BEGIN PROVIDED RECORDS

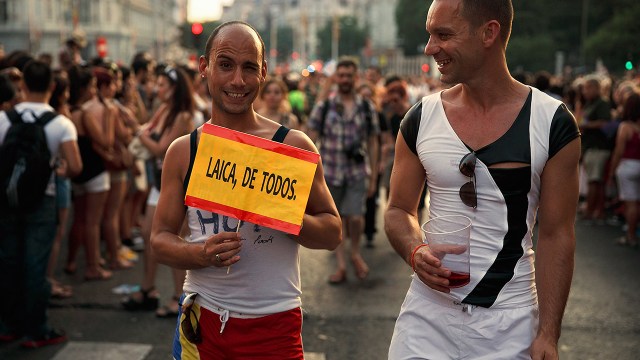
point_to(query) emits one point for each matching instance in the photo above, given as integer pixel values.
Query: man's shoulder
(300, 140)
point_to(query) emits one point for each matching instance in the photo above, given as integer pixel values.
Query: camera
(356, 153)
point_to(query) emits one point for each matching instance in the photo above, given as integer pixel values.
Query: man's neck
(239, 122)
(347, 97)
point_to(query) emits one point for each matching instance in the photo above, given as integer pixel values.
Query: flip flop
(59, 291)
(102, 275)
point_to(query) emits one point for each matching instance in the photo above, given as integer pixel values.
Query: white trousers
(429, 327)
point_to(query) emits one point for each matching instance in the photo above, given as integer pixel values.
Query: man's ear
(202, 65)
(490, 33)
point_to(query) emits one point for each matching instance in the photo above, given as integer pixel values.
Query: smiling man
(505, 155)
(238, 314)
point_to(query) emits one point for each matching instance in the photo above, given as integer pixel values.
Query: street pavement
(355, 320)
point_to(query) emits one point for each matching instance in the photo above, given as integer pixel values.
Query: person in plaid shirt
(346, 129)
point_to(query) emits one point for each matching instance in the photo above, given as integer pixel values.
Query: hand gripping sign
(251, 178)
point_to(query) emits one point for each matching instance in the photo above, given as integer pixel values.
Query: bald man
(253, 311)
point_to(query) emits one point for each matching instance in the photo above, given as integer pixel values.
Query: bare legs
(352, 228)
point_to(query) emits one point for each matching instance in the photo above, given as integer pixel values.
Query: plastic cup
(448, 240)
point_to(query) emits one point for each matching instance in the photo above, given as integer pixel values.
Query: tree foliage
(351, 41)
(617, 40)
(284, 42)
(411, 16)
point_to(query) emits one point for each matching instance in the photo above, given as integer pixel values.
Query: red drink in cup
(448, 239)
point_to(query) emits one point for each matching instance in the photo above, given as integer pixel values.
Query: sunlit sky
(205, 10)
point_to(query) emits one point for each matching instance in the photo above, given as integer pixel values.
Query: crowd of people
(118, 123)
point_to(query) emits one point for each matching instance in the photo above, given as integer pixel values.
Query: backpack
(26, 167)
(325, 110)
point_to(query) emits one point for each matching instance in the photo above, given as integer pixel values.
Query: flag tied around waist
(251, 178)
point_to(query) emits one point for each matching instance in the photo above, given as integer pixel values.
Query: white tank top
(440, 151)
(266, 280)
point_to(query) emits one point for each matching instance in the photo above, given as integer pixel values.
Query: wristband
(413, 254)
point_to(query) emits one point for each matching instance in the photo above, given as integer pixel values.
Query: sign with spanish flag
(251, 178)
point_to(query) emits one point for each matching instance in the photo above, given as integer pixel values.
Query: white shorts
(628, 175)
(154, 196)
(595, 163)
(99, 183)
(429, 327)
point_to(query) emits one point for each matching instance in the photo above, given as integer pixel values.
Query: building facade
(125, 26)
(307, 17)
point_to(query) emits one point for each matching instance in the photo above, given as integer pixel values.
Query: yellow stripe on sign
(250, 182)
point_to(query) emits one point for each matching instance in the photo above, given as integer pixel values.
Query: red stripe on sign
(262, 143)
(242, 215)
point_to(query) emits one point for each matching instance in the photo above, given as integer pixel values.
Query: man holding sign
(231, 170)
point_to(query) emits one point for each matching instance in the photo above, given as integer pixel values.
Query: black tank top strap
(193, 141)
(280, 134)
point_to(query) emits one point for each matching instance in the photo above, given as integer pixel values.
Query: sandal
(121, 264)
(59, 291)
(338, 277)
(148, 303)
(362, 270)
(625, 241)
(166, 311)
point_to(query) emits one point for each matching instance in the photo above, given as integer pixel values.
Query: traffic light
(628, 65)
(196, 30)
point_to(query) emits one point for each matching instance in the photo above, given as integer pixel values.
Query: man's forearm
(554, 272)
(171, 250)
(403, 231)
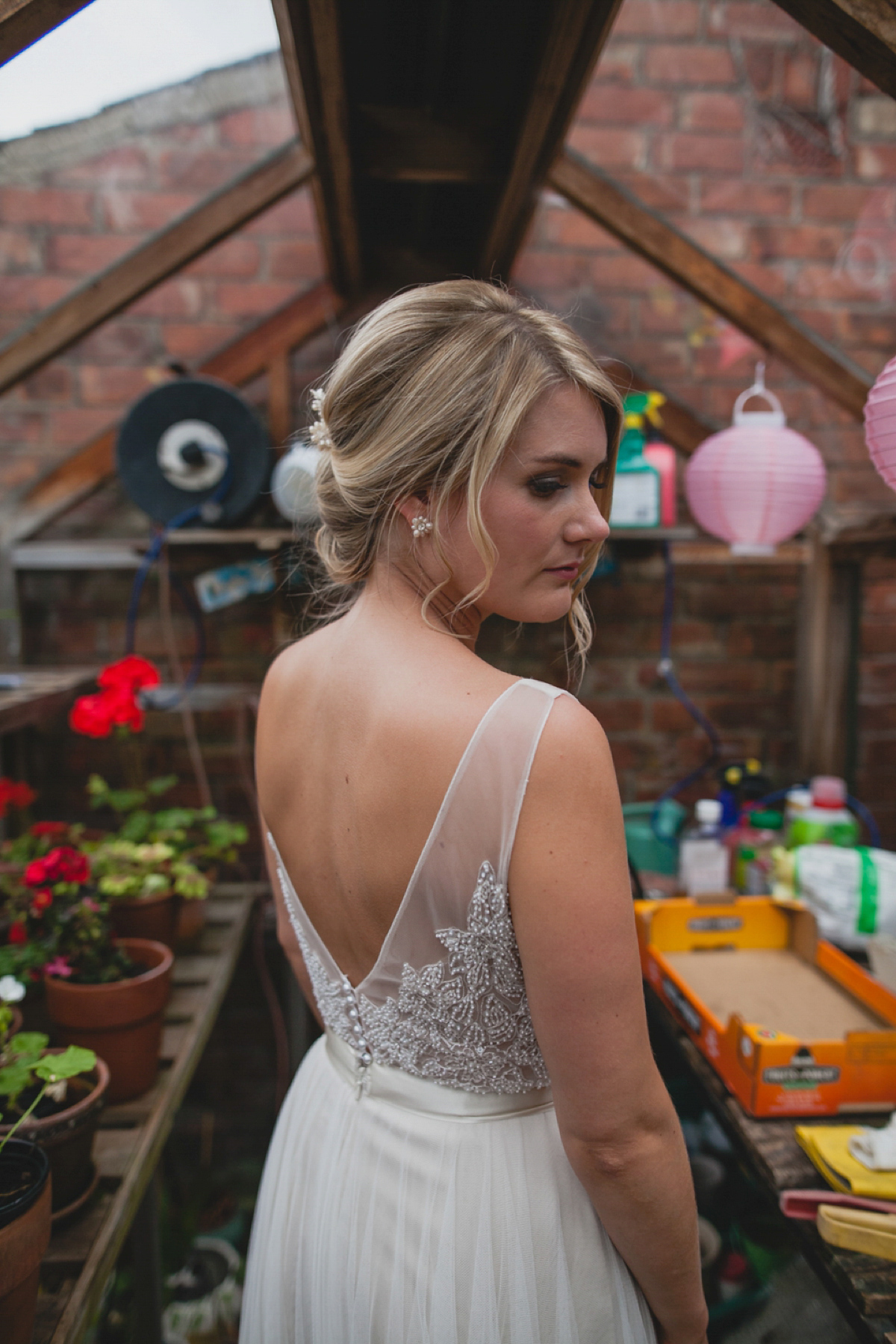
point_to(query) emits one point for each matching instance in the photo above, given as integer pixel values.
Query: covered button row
(361, 1048)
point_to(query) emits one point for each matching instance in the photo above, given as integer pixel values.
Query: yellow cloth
(828, 1145)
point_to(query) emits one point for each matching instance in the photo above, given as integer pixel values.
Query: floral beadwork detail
(462, 1021)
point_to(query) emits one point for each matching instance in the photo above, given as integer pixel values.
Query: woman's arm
(574, 922)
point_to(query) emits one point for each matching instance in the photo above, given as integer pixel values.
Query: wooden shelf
(129, 1142)
(128, 553)
(40, 694)
(862, 1287)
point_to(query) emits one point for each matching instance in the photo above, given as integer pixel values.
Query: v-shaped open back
(454, 907)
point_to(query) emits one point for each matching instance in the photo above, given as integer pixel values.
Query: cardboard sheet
(773, 988)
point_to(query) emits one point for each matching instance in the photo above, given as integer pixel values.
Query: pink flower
(60, 967)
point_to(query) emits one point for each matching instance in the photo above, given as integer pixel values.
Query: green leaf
(73, 1061)
(15, 1078)
(28, 1043)
(136, 827)
(125, 800)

END PROVIDED RECORDS

ASSIGNMENT: Verbatim output of every entry above is required, though pictures are to be left out.

WRITTEN ANSWER:
point_to(query) emits one point for each matching instance in the photo above, given as integer pixel values.
Query: man's shoulder
(300, 140)
point_to(query) emits one point for each matching instance in the photo above, given as integer pixel values.
Query: camera
(356, 153)
point_to(query) emits one point for each matching instance in the photo above, given as integer pixel values.
Query: man's neck
(239, 122)
(347, 97)
point_to(query) emits one point for each matching instance in the photo above, given as integer pixel values.
Query: flip flop
(59, 291)
(102, 275)
point_to(query) emits one point for each matching instance in the photo above, given as integer pixel values.
Query: white trousers
(429, 327)
point_to(query) emits one point for each matching instance in the photo above, given as integer pixel values.
Query: man's ear
(202, 65)
(490, 33)
point_to(query) emits one point for each matching instance in the photo above, given as integer pixel values.
Query: smiling man
(505, 155)
(238, 314)
point_to(query) emits one point for each matching instance in the photo above, given as integer pixel values.
Query: street pavement
(355, 320)
point_to(query) emits one point for each matching instance in the photo above, given as integer pixel values.
Query: person in plaid shirt
(346, 129)
point_to(query) emits one point for each matching instance in the photo above, given as integer pixel values.
Query: hand gripping sign
(251, 178)
point_to(query) emits one point for each matching instance in the photo above, given as integer pixel values.
Query: bald man
(253, 311)
point_to(query) emits one point for each matching instance in the photo above, given as integer pixel values.
Query: bare legs
(352, 228)
point_to(query) emits one point for each matching instance in the photo above, given as integer pixel values.
Query: plastic cup
(448, 240)
point_to(query) emits one point for each matching instance in the photo above, given as integer pixel values.
Query: tree foliage
(351, 41)
(617, 40)
(284, 42)
(411, 16)
point_to(query) emits one point for each matching instance in the photo above, given as integer pixel values.
Query: red drink in cup
(448, 239)
point_to(query) emits one point for each matching instance in the photo above, given as integer pixel values.
Query: sunlit sky
(205, 10)
point_to(query) emits one point for each matching instance in the photo above, given as integer pixel values.
Query: crowd of people
(118, 123)
point_to(query) emits one point for each matching instance in the photo above, given as integer pixel values.
Query: backpack
(26, 167)
(325, 110)
point_to(query) emits one point for each matching instance in the photo above, given as integer pixel values.
Query: flag tied around waist
(251, 178)
point_to(query) emits one point for each matching instance in the photo above, given as integer pixel values.
Query: white tank top
(440, 151)
(266, 280)
point_to(query) emits one point for each matching instance in the photo above, given as integer pixel values.
Query: wristband
(413, 254)
point_to(query) emits one point for each matching instance in the photo above, given as integer pixel values.
Query: sign with spanish flag
(251, 178)
point_to(query) emits one point for each matching instance in the photo above, given as integer pixel values.
Query: white shorts
(628, 175)
(154, 196)
(595, 163)
(99, 183)
(429, 327)
point_to(query) emits one point for each matching instance in the photo above, given as integer pixel values.
Query: building facade
(125, 26)
(307, 17)
point_to(query) emits one point for each matching instance in the photo above, given as integer pixel values.
Query: yellow stripe on sign
(250, 182)
point_to(query) emits one point for each matching instance in the photo above, given as integer pixel values.
Query: red stripe on sign
(262, 143)
(242, 215)
point_to(query) emits one point for each matching instance in the photo above, given as integer pixel values.
Query: man holding sign
(231, 170)
point_to(query) emits one point for each matching instance in the photo above, given as integer pixel values.
Query: black tank top strap
(193, 141)
(280, 134)
point_to(query) emits one point for each matching instance in the photo above, given as integer pixel values.
Query: sandal
(121, 264)
(59, 291)
(338, 277)
(148, 303)
(362, 270)
(625, 241)
(166, 311)
point_to(query) emits one point for each matching instance in the photo above, given as integer pixel values.
Query: traffic light
(628, 65)
(196, 30)
point_to(query) emits one point for each matching instance in the photo above, given as integer pixel values.
Query: man's forearm
(554, 272)
(171, 250)
(403, 231)
point_to(query) emits one point for each matching instance in the photo above, given as integer pixel values.
Query: covered button row
(361, 1048)
point_to(query) emits one point for each matching instance in the photo above, given as integer pixel values.
Query: yellow cloth
(828, 1145)
point_to(query) emits one point for each matching instance in the photo above, given as integer pixel values.
Query: floral beadwork detail
(462, 1021)
point_to(query) emits one point for each matching instance in the photo above, given as integer pixel values.
Query: woman's arm
(574, 922)
point_to(query) emits one point for each matching instance in the photo above, given as integer pixel values.
Query: wooden shelf
(129, 1142)
(128, 553)
(40, 694)
(862, 1287)
point_to(query) emits one point for each matching instance in the photo above, given as integer pixel values.
Query: v-shaped open back
(454, 907)
point_to(query) emits one point for each matching instance in the photo above, given as integer pixel values.
Query: cardboard sheet
(773, 988)
point_to(query) emits one point for each matching instance in the photo above, given as integer pixel values.
Query: pink flower
(60, 967)
point_to(query) emits one point for each matching instance in the photo above, given as integer pixel values.
Query: green leaf
(73, 1061)
(15, 1078)
(28, 1043)
(136, 827)
(125, 800)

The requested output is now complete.